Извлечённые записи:
+-------+
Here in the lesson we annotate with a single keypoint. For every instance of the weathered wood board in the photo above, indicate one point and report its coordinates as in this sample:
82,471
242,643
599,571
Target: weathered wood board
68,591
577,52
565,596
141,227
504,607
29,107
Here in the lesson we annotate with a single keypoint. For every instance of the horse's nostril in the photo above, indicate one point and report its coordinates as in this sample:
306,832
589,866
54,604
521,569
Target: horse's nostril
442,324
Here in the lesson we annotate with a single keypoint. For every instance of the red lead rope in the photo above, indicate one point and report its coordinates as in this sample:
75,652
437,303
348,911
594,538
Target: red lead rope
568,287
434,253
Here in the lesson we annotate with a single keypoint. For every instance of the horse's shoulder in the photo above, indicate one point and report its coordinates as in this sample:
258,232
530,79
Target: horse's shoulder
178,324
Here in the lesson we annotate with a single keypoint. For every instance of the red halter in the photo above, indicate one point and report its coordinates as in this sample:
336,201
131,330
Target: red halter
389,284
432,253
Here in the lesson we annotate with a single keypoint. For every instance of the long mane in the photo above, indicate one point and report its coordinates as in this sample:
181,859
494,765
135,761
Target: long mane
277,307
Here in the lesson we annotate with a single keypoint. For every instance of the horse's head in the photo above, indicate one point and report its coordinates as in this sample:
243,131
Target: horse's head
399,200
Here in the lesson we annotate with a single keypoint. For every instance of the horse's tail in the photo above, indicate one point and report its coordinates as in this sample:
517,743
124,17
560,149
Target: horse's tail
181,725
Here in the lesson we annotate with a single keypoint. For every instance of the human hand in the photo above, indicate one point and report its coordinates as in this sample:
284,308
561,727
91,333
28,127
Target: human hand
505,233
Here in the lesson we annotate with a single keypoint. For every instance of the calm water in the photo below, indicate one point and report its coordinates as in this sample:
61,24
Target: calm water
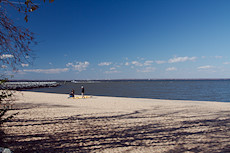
203,90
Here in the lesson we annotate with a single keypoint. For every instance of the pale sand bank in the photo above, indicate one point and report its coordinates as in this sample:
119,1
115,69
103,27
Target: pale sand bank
53,123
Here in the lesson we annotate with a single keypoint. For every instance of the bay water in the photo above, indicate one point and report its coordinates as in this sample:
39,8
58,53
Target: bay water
197,90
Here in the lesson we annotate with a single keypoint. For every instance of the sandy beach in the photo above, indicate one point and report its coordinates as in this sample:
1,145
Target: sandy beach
53,123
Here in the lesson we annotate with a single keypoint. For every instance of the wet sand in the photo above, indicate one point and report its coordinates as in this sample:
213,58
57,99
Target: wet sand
53,123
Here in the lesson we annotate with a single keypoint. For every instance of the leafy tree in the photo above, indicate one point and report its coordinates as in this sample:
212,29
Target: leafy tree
15,44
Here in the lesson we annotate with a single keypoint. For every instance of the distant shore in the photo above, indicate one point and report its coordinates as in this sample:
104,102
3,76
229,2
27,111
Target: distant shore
53,123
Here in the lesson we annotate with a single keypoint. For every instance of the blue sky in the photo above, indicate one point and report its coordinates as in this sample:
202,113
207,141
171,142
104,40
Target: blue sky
129,39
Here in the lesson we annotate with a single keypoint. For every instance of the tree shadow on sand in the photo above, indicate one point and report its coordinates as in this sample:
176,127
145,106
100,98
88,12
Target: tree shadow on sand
128,132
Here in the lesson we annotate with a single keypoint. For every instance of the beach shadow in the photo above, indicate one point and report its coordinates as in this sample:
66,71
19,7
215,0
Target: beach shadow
141,128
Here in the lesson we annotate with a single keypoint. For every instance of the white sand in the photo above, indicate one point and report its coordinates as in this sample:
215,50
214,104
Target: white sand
54,123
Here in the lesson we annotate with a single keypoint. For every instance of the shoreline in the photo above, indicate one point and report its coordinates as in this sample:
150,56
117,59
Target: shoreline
116,124
187,100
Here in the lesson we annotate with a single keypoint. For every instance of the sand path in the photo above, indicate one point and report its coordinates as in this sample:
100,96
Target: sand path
53,123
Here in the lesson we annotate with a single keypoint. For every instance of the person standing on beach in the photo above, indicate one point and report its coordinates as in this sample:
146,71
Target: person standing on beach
71,93
82,91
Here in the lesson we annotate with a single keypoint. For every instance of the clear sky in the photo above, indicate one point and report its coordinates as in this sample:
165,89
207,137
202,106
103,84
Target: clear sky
130,39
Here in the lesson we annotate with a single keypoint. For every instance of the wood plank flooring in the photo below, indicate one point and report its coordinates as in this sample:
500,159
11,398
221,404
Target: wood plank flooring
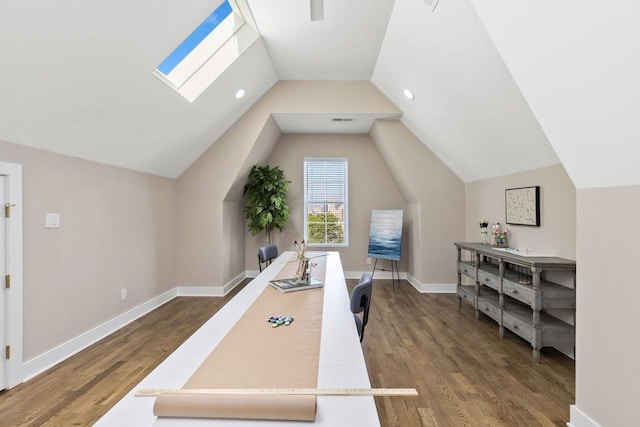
466,375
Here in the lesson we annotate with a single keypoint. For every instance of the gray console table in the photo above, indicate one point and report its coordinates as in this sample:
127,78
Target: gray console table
512,290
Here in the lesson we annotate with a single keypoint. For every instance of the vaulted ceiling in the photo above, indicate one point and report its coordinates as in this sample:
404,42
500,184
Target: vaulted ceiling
76,78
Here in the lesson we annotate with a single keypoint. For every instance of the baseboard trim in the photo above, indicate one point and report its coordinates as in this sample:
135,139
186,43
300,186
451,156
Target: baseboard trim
432,288
580,419
56,355
378,274
62,352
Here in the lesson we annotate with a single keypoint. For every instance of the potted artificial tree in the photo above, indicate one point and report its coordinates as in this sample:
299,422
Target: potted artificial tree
266,207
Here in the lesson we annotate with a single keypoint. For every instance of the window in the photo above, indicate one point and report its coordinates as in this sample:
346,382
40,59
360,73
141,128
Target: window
326,202
212,47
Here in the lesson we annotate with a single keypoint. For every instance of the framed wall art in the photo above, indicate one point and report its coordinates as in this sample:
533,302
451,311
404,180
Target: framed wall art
522,206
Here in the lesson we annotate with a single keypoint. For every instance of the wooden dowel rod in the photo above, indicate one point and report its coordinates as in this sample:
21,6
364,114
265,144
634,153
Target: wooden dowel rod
287,391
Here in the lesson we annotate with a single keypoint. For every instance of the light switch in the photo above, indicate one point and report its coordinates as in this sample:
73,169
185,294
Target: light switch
52,220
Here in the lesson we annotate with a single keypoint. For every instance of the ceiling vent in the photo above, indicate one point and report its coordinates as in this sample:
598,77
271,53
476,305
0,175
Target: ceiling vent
317,10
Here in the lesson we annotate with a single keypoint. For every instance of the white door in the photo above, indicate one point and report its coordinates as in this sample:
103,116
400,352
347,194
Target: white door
3,272
11,323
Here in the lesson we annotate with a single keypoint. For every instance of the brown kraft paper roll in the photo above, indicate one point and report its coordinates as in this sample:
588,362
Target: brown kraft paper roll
252,407
255,355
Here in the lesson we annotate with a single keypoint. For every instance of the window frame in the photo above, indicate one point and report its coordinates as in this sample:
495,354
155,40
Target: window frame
345,162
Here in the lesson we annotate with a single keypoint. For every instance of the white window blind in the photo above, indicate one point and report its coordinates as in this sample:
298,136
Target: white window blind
326,202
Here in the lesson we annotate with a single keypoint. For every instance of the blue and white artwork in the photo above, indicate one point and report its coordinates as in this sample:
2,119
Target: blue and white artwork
385,234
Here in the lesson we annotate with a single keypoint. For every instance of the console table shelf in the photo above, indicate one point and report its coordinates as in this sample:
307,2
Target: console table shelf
510,289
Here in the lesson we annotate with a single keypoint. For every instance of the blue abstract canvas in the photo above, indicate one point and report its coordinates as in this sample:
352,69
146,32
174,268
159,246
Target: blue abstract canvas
385,234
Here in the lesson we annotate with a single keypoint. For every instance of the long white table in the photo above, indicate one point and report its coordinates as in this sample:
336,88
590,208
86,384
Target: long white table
341,363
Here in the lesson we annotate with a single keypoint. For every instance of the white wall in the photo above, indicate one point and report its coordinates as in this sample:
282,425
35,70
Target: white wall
117,230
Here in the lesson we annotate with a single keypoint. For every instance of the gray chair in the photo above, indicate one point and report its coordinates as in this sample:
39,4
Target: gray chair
266,254
360,302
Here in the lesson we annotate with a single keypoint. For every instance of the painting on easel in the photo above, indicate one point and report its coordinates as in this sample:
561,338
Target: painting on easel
385,234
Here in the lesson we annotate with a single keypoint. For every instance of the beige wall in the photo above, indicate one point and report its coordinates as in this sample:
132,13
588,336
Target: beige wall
117,231
435,198
217,176
607,375
557,232
371,186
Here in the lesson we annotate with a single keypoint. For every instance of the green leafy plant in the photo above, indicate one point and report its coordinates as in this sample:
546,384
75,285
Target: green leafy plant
266,207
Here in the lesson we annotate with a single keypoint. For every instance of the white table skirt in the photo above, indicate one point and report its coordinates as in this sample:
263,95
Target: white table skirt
341,365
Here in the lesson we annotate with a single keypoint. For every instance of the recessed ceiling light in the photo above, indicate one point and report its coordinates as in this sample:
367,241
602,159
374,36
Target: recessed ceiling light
409,95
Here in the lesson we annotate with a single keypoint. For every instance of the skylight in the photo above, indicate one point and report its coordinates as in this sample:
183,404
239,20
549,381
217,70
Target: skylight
209,50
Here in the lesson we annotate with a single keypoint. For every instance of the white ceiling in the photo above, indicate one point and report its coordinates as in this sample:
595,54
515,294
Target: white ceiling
76,79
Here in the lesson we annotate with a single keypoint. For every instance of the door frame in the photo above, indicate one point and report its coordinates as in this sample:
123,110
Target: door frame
14,266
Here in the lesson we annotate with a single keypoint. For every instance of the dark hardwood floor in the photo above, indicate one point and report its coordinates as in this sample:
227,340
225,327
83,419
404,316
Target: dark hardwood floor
466,375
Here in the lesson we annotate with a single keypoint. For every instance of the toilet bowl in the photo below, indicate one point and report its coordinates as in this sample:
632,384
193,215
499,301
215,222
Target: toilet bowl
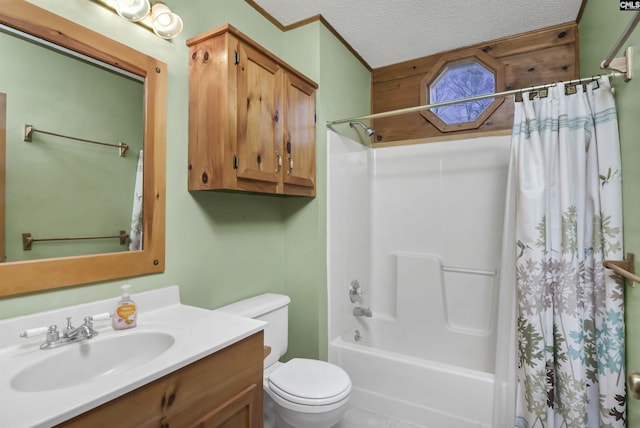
300,393
307,393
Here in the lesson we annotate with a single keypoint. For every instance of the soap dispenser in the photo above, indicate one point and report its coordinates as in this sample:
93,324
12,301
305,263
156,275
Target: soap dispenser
126,311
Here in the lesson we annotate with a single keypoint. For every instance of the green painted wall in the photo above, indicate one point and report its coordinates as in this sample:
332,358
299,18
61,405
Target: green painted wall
600,26
221,247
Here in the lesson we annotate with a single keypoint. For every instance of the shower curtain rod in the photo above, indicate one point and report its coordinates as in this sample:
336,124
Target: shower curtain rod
469,99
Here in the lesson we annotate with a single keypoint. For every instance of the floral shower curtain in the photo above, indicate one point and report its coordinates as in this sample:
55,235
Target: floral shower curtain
570,323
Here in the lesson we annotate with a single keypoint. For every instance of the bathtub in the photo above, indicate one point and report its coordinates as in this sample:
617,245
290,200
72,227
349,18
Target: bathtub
439,350
426,393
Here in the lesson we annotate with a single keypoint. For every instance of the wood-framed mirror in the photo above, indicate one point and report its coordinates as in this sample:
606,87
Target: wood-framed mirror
36,275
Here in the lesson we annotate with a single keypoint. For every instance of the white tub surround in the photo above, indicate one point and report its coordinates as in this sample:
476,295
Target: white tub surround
421,229
196,332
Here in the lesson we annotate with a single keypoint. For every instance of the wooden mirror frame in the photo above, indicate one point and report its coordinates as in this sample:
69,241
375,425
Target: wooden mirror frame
29,276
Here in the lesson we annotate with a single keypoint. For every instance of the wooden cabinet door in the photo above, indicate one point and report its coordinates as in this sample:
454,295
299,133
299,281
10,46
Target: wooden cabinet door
259,116
240,411
299,136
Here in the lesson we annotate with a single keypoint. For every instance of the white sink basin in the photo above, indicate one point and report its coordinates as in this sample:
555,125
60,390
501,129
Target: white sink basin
83,362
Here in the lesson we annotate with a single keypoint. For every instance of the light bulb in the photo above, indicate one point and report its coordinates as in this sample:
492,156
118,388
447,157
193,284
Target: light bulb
166,24
133,10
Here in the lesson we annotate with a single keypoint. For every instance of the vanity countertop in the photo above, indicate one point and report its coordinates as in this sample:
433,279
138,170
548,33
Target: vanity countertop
197,333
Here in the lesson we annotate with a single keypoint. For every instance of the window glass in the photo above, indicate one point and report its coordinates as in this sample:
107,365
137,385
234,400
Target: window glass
463,80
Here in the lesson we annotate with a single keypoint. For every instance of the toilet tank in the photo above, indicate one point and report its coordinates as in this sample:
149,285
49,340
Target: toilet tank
272,308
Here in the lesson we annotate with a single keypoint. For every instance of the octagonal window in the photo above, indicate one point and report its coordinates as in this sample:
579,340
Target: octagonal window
453,78
459,81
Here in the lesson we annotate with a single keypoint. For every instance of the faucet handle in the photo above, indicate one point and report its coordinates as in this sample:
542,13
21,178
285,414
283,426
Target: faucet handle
69,326
32,332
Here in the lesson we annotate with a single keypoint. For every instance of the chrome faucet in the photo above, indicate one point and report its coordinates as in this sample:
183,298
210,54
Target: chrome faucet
70,333
85,331
362,312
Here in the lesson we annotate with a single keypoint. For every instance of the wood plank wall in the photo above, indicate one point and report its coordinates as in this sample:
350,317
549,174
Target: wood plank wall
529,59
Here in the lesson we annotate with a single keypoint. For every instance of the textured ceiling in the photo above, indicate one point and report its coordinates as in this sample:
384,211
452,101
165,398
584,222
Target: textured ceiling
385,32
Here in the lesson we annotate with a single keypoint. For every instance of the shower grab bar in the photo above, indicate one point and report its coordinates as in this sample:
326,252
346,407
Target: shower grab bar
469,270
624,267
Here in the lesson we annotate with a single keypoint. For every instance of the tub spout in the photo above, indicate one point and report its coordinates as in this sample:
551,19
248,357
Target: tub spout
362,312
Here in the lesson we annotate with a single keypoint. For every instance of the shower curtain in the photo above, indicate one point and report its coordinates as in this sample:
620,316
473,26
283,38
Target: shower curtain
570,322
135,236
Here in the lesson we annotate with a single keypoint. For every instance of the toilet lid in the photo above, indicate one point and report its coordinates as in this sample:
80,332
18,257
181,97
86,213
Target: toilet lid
310,382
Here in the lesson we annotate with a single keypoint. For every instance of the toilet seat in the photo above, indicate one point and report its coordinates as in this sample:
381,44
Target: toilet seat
310,382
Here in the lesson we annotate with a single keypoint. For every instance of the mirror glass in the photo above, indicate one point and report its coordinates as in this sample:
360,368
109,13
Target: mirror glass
56,187
75,135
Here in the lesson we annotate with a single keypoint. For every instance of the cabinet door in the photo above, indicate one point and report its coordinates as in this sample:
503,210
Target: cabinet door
257,149
299,136
240,411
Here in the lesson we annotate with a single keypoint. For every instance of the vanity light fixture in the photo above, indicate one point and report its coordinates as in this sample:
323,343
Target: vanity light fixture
166,24
155,16
133,10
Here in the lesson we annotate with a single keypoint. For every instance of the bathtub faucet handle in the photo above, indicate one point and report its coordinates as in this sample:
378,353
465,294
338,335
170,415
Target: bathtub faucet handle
362,312
355,291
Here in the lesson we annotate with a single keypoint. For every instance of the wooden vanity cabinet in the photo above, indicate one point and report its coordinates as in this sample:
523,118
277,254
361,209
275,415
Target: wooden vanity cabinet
222,390
251,118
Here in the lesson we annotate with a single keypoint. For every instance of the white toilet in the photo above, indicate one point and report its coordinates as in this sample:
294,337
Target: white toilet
301,393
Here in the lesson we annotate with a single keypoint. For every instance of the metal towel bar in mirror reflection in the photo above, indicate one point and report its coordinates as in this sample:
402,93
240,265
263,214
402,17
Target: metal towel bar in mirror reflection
61,269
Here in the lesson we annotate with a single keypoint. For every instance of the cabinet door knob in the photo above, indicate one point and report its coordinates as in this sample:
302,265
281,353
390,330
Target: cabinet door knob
290,163
279,167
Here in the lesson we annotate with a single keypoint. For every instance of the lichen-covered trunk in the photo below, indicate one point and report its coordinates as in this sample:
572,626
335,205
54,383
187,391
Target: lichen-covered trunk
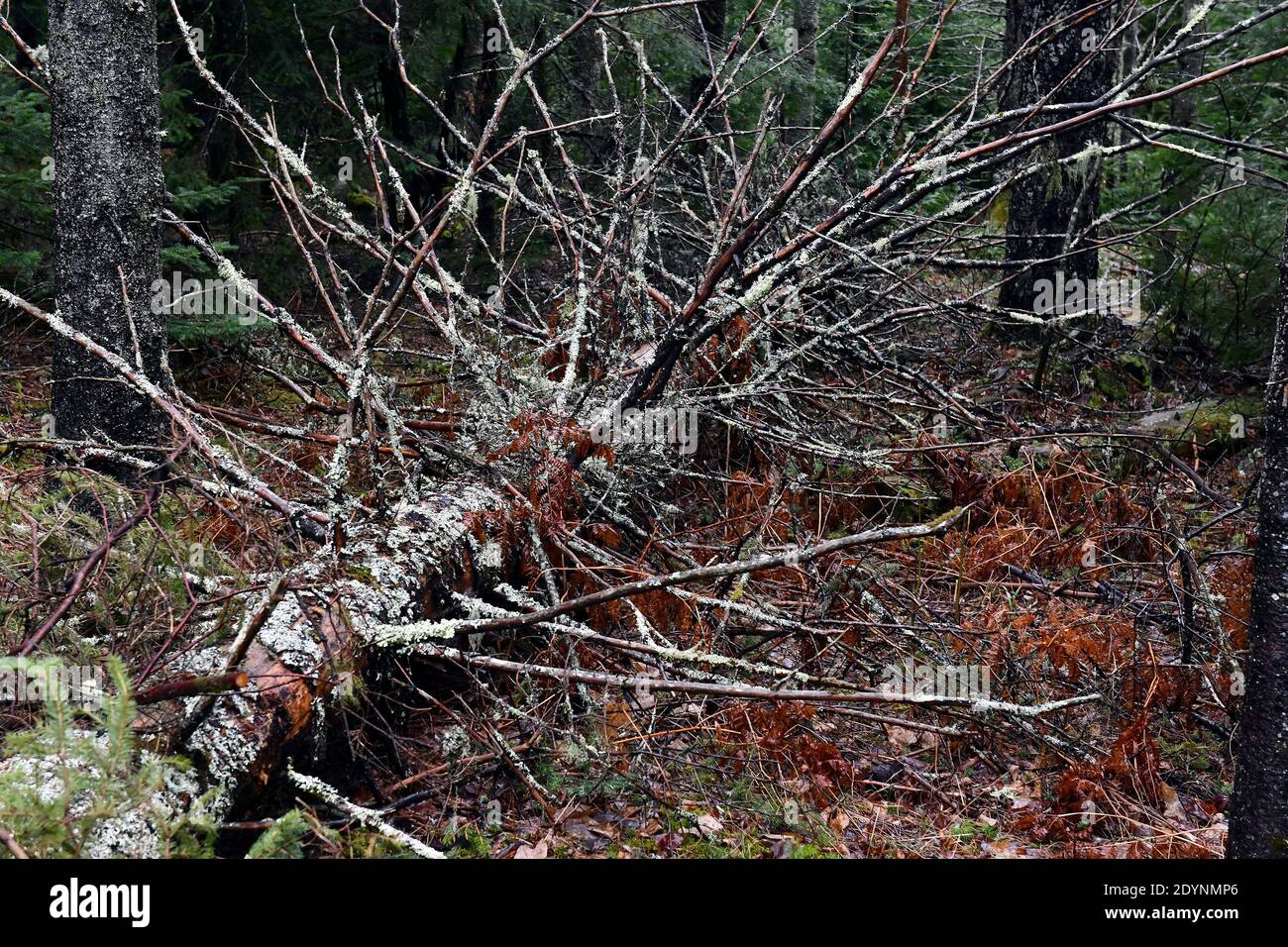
+-------+
**Ваше задание**: Верните все строки из записей выше, где встречается строка «path». Регистр учитывается.

**Результат выполнения**:
Here in the lesson we annotate with a single keypoint. For every instance of the sand path in the photo above, indicate one point and report its coordinates as in this sample:
Target: sand path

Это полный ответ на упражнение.